## The exercise
Write out the lines as a numbered list, skipping any blank ones, beginning with the line containing "Looking at this interface screenshot, point out the group" and continuing through the line containing "[[300, 281, 499, 400], [0, 276, 258, 389]]".

## Records
───

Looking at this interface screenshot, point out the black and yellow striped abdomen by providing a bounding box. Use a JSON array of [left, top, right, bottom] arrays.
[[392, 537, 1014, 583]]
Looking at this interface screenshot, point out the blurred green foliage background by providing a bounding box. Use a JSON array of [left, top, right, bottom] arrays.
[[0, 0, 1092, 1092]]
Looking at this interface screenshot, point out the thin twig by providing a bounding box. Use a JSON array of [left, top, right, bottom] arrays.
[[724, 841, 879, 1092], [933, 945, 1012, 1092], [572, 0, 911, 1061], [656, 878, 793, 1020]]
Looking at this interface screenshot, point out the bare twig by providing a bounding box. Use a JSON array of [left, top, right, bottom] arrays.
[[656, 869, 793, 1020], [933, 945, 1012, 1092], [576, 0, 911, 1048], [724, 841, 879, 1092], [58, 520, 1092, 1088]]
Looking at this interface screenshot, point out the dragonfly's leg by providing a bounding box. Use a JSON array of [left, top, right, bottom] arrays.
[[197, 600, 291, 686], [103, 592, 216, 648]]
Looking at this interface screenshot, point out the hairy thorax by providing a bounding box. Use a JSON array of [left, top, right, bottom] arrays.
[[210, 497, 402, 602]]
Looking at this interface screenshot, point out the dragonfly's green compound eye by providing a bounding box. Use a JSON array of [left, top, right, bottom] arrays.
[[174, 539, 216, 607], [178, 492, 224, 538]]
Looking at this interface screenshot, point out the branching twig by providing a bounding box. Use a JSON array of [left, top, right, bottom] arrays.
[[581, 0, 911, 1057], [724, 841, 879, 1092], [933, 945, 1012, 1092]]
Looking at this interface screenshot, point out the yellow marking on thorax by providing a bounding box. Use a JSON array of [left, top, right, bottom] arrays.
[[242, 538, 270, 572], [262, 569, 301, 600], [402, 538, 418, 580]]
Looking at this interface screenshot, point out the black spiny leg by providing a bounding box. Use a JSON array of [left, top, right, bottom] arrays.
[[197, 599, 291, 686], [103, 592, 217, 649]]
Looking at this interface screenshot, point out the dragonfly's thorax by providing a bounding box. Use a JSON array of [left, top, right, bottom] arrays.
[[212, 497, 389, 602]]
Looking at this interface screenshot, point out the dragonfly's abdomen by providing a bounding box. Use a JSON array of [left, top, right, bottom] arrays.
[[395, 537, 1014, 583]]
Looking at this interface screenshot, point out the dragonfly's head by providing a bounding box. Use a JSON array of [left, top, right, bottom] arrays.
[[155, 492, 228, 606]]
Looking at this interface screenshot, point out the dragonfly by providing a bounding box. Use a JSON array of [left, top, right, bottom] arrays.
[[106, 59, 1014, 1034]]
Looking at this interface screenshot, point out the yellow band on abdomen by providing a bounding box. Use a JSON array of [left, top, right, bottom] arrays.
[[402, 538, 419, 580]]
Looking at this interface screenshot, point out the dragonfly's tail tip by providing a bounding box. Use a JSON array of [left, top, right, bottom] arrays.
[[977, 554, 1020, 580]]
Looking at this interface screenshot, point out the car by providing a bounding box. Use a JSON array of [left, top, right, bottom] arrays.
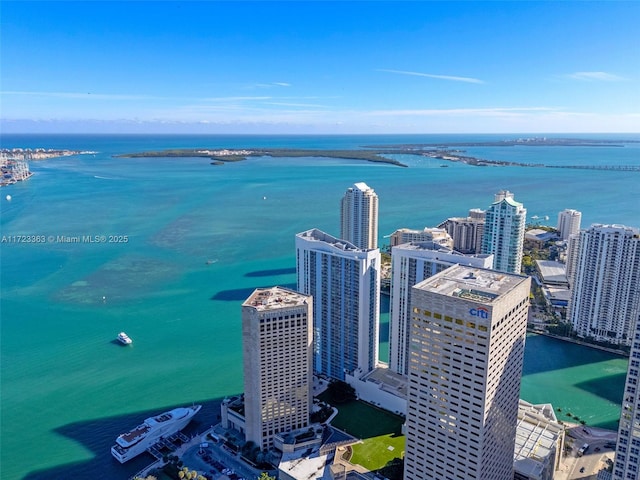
[[578, 443, 589, 457]]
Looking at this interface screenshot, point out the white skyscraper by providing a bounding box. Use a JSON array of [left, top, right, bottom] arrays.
[[438, 208, 486, 253], [482, 190, 527, 274], [568, 224, 640, 345], [340, 182, 378, 250], [404, 265, 531, 480], [296, 229, 380, 380], [558, 209, 582, 240], [242, 287, 313, 450], [389, 242, 493, 375], [612, 304, 640, 480]]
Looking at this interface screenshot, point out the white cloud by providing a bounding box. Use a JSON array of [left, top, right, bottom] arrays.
[[0, 90, 160, 100], [564, 72, 626, 82], [377, 68, 484, 83]]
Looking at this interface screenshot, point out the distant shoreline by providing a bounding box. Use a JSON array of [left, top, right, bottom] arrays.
[[115, 138, 640, 171]]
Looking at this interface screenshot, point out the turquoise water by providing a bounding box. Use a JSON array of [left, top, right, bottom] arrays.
[[0, 135, 640, 480]]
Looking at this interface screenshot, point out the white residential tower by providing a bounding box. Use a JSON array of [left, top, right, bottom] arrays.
[[404, 265, 531, 480], [296, 229, 380, 380]]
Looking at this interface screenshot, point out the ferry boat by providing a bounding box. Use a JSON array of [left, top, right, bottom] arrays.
[[111, 405, 202, 463], [118, 332, 133, 345]]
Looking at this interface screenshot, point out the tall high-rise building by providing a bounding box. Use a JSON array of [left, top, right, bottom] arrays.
[[296, 229, 380, 380], [558, 208, 582, 240], [404, 265, 531, 480], [612, 304, 640, 480], [242, 287, 313, 450], [568, 224, 640, 345], [482, 190, 527, 274], [340, 182, 378, 250], [438, 208, 486, 253], [389, 242, 493, 375]]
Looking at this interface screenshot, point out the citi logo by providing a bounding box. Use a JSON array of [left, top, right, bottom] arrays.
[[469, 307, 489, 318]]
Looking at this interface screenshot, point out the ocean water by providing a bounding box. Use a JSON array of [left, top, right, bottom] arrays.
[[0, 135, 640, 480]]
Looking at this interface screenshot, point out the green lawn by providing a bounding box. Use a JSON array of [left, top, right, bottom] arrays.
[[323, 399, 404, 470], [351, 433, 404, 470]]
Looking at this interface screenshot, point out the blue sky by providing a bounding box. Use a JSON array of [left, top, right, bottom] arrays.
[[0, 0, 640, 133]]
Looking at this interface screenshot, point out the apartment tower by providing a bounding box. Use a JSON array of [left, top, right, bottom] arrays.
[[389, 242, 493, 375], [242, 287, 313, 450], [482, 190, 527, 274], [438, 208, 486, 253], [568, 224, 640, 346], [296, 229, 380, 380], [404, 265, 531, 480], [612, 300, 640, 480], [558, 208, 582, 240], [340, 182, 378, 250]]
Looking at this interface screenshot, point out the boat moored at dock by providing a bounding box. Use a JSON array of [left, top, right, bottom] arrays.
[[111, 405, 202, 463]]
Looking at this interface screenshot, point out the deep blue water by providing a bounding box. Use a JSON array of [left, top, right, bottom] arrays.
[[0, 135, 640, 480]]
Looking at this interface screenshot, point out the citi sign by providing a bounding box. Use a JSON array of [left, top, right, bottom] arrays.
[[469, 307, 489, 318]]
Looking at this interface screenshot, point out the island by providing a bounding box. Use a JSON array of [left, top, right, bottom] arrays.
[[116, 148, 407, 167], [116, 137, 640, 171]]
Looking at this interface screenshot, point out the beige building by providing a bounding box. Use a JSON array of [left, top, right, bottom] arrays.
[[340, 182, 378, 250], [438, 208, 486, 253], [404, 265, 531, 480], [242, 287, 313, 450]]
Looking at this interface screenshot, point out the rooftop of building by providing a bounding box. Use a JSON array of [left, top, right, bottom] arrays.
[[361, 366, 407, 398], [278, 426, 356, 480], [393, 241, 493, 258], [587, 223, 640, 237], [524, 228, 558, 242], [296, 228, 363, 252], [536, 260, 568, 285], [242, 286, 309, 310], [514, 400, 564, 478], [414, 265, 527, 303]]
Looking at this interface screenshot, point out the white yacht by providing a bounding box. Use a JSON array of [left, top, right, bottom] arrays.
[[118, 332, 133, 345], [111, 405, 202, 463]]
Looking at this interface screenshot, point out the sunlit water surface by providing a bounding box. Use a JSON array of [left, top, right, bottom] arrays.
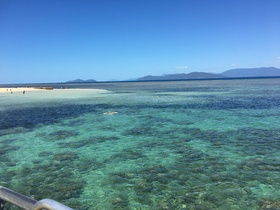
[[0, 79, 280, 210]]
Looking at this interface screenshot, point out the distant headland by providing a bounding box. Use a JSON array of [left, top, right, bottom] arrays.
[[66, 67, 280, 83]]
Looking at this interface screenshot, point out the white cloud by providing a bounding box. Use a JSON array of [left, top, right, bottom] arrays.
[[175, 66, 189, 69]]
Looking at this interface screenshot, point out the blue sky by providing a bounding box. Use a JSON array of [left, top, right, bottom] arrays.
[[0, 0, 280, 84]]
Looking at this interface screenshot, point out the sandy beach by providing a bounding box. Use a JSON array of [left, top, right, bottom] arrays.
[[0, 87, 48, 93], [0, 87, 107, 93]]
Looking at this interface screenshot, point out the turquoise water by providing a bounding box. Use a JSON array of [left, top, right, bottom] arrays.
[[0, 79, 280, 210]]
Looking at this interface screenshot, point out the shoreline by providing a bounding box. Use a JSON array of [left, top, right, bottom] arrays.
[[0, 87, 108, 94]]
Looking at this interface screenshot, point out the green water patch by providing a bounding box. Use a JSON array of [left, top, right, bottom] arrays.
[[1, 152, 85, 208]]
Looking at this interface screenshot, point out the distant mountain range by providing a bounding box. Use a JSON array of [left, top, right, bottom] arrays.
[[137, 67, 280, 81], [66, 67, 280, 83], [66, 79, 97, 83], [138, 72, 226, 81], [221, 67, 280, 77]]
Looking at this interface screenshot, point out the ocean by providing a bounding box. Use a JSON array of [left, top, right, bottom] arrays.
[[0, 78, 280, 210]]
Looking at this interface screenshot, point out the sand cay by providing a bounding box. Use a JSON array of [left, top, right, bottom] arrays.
[[0, 87, 47, 93], [0, 87, 107, 93]]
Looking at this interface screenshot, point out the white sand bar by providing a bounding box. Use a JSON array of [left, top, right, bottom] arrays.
[[0, 87, 110, 111]]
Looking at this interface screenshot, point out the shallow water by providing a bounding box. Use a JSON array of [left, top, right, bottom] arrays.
[[0, 79, 280, 210]]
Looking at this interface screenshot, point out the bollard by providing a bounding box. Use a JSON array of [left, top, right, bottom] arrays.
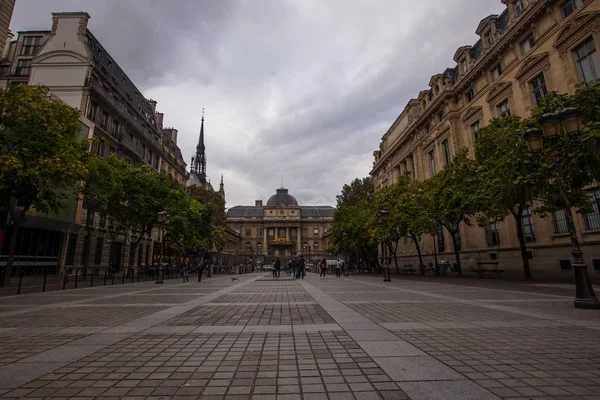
[[42, 267, 49, 292], [17, 267, 23, 294]]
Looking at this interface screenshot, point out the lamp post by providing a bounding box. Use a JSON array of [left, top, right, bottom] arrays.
[[523, 107, 600, 308], [379, 210, 392, 282], [156, 211, 169, 284]]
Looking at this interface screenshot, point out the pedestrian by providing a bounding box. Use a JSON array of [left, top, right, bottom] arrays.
[[182, 263, 190, 283], [298, 256, 306, 279], [275, 257, 281, 278]]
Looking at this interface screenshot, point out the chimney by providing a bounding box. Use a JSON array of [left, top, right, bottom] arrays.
[[150, 111, 165, 130], [2, 31, 15, 58], [147, 99, 158, 113]]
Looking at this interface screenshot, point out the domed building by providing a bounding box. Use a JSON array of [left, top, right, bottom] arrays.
[[226, 187, 335, 262]]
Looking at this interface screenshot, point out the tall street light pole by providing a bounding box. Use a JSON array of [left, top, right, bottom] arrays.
[[523, 107, 600, 308], [156, 211, 169, 284], [379, 210, 392, 282]]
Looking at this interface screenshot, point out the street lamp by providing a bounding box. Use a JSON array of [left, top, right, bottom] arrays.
[[342, 232, 348, 276], [379, 210, 392, 282], [523, 107, 600, 308], [156, 211, 169, 284]]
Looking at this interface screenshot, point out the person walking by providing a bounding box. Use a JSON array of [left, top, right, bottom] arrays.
[[298, 256, 306, 279], [275, 257, 281, 278], [319, 259, 327, 278]]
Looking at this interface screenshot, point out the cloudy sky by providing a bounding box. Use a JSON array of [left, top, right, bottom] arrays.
[[11, 0, 503, 207]]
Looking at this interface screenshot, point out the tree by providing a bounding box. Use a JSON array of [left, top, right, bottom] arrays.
[[475, 116, 550, 280], [0, 84, 88, 285], [110, 165, 183, 265], [79, 153, 129, 268], [425, 149, 482, 275]]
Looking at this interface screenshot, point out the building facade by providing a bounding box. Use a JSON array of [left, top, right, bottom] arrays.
[[0, 12, 188, 272], [225, 188, 335, 262], [371, 0, 600, 273]]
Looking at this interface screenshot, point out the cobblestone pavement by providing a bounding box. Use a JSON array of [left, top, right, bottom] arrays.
[[0, 274, 600, 400]]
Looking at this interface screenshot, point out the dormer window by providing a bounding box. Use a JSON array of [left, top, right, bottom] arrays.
[[515, 0, 525, 17], [521, 32, 535, 54], [562, 0, 581, 18], [485, 29, 494, 47], [492, 64, 502, 80], [465, 88, 475, 103]]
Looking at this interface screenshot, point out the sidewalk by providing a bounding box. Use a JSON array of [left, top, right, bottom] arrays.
[[0, 273, 600, 400]]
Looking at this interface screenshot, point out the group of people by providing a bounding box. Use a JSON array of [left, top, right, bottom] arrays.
[[319, 258, 342, 278], [273, 256, 306, 279]]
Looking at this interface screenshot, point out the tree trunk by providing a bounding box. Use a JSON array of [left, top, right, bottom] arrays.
[[2, 201, 31, 286], [510, 205, 532, 281], [449, 231, 462, 276], [410, 233, 424, 268]]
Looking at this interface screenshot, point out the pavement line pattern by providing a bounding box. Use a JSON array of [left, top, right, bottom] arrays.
[[300, 281, 499, 400], [0, 276, 258, 389]]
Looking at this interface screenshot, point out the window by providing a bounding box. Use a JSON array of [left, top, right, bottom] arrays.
[[521, 206, 535, 242], [21, 36, 42, 56], [436, 223, 446, 253], [442, 139, 450, 165], [465, 88, 475, 103], [488, 217, 500, 246], [497, 100, 510, 117], [428, 150, 435, 176], [471, 121, 480, 140], [94, 238, 104, 265], [531, 72, 548, 106], [15, 60, 31, 76], [515, 0, 525, 17], [492, 64, 502, 80], [485, 29, 494, 47], [521, 33, 535, 54], [562, 0, 581, 18], [552, 210, 569, 233], [572, 37, 600, 83], [585, 188, 600, 230]]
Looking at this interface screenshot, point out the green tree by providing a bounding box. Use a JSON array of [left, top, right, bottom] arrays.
[[475, 116, 550, 280], [424, 149, 482, 275], [0, 84, 88, 285], [79, 153, 129, 268], [109, 165, 183, 265]]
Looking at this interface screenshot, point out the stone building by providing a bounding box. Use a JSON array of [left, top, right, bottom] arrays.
[[0, 12, 188, 271], [371, 0, 600, 273], [226, 188, 335, 262]]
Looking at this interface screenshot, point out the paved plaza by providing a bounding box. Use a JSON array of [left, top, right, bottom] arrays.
[[0, 273, 600, 400]]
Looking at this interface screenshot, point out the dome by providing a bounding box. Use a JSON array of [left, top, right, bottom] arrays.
[[267, 188, 298, 206]]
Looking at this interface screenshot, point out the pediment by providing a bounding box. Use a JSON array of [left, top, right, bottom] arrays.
[[515, 52, 550, 84], [486, 81, 512, 104], [460, 106, 483, 122], [554, 11, 600, 52]]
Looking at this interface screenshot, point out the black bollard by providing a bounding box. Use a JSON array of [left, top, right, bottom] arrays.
[[42, 267, 49, 292]]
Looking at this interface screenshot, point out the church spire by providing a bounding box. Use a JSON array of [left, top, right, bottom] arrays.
[[191, 108, 206, 185]]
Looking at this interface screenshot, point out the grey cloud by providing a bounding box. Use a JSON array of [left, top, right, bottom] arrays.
[[12, 0, 503, 205]]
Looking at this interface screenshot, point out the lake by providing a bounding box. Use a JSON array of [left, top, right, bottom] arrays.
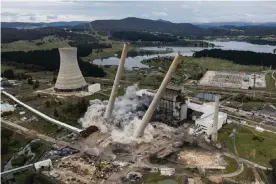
[[92, 41, 275, 70]]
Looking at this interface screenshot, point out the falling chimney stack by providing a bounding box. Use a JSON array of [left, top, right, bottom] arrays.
[[133, 53, 181, 138], [104, 43, 128, 119]]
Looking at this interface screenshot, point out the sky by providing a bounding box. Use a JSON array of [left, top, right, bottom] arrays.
[[1, 0, 276, 23]]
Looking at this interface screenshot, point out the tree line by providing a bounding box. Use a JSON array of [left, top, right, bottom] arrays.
[[1, 27, 98, 43], [68, 42, 112, 57], [193, 49, 276, 68], [2, 48, 106, 77], [111, 31, 178, 42]]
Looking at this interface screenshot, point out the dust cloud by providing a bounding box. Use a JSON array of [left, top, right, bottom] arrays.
[[79, 85, 155, 144]]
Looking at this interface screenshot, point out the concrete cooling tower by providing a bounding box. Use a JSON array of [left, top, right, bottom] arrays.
[[55, 47, 88, 92]]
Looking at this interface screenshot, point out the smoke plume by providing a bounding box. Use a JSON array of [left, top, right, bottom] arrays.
[[79, 85, 154, 144]]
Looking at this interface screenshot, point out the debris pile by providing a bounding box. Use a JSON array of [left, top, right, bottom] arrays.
[[46, 147, 79, 158]]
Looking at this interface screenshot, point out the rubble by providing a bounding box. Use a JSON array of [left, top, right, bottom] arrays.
[[159, 168, 175, 176], [46, 147, 79, 158]]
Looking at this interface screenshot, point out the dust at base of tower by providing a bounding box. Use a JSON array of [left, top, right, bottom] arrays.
[[54, 47, 88, 92]]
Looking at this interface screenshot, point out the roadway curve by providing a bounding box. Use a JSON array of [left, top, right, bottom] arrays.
[[271, 70, 276, 86]]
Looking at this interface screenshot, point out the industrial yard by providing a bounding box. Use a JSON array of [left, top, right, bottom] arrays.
[[2, 41, 276, 184], [1, 15, 276, 184], [199, 71, 266, 89]]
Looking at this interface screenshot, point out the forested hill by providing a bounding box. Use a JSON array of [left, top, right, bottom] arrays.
[[73, 17, 276, 37], [1, 21, 88, 28], [76, 17, 203, 36], [193, 49, 276, 68]]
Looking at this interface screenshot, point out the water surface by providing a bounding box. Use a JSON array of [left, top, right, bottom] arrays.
[[92, 40, 276, 70]]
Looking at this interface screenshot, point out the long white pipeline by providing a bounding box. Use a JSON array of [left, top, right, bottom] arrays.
[[212, 95, 220, 142], [133, 53, 181, 138], [104, 44, 128, 118], [1, 91, 83, 134]]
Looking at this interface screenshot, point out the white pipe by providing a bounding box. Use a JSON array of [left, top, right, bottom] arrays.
[[1, 91, 83, 134], [104, 44, 128, 118], [212, 95, 220, 142], [133, 53, 181, 138]]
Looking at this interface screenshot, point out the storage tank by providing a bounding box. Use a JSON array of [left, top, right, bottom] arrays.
[[180, 103, 188, 120]]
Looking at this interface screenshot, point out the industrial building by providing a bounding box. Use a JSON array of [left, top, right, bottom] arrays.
[[136, 88, 227, 136], [199, 71, 266, 89], [54, 47, 88, 92], [136, 88, 188, 126], [187, 99, 227, 136]]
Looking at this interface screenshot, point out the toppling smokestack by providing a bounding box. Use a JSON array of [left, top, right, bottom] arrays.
[[104, 44, 128, 118], [212, 95, 220, 142], [133, 53, 181, 138]]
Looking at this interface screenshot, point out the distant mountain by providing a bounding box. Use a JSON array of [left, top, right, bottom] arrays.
[[1, 21, 88, 29], [73, 17, 276, 38], [157, 19, 172, 23], [75, 17, 203, 36], [193, 22, 276, 28]]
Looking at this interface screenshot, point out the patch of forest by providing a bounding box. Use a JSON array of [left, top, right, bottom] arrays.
[[2, 48, 106, 77], [134, 40, 215, 47], [245, 39, 276, 46], [111, 31, 178, 42], [193, 49, 276, 68], [68, 42, 112, 57], [110, 31, 215, 47], [1, 27, 98, 43]]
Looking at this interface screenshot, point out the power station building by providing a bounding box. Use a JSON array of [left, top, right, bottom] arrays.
[[136, 88, 227, 136], [136, 87, 188, 127], [54, 47, 88, 92], [187, 99, 227, 136]]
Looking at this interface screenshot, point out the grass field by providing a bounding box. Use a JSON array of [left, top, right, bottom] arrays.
[[1, 127, 31, 170], [223, 156, 238, 173], [1, 64, 27, 73], [233, 164, 255, 183], [265, 72, 276, 92], [1, 36, 70, 52], [218, 125, 276, 166]]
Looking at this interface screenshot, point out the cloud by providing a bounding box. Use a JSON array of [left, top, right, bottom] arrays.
[[152, 12, 168, 17], [1, 0, 276, 23], [141, 13, 149, 18], [1, 12, 18, 17], [46, 15, 58, 21], [29, 16, 36, 22]]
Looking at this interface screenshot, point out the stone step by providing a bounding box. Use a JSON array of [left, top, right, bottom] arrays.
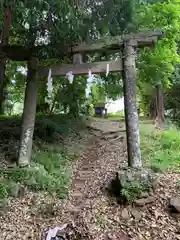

───

## Completed task
1. Looking at this interface screenshot, point out the group of people by providing a bounding box. Use a JSON array of [left, top, right, bottom] arrays.
2. [[319, 258, 342, 278], [273, 256, 306, 279]]
3. Looking at this interface screenshot, point out the tree trunk by providing a bounding box. Use a JSON array of [left, top, right, bottom] arrays.
4. [[2, 201, 31, 286], [510, 205, 532, 281], [449, 231, 462, 276], [410, 233, 424, 268]]
5. Looking at this interface screenshot, point out the pavement line pattern by providing a bounding box. Use a JSON array of [left, top, right, bottom] arrays.
6. [[300, 281, 499, 400], [0, 276, 258, 389]]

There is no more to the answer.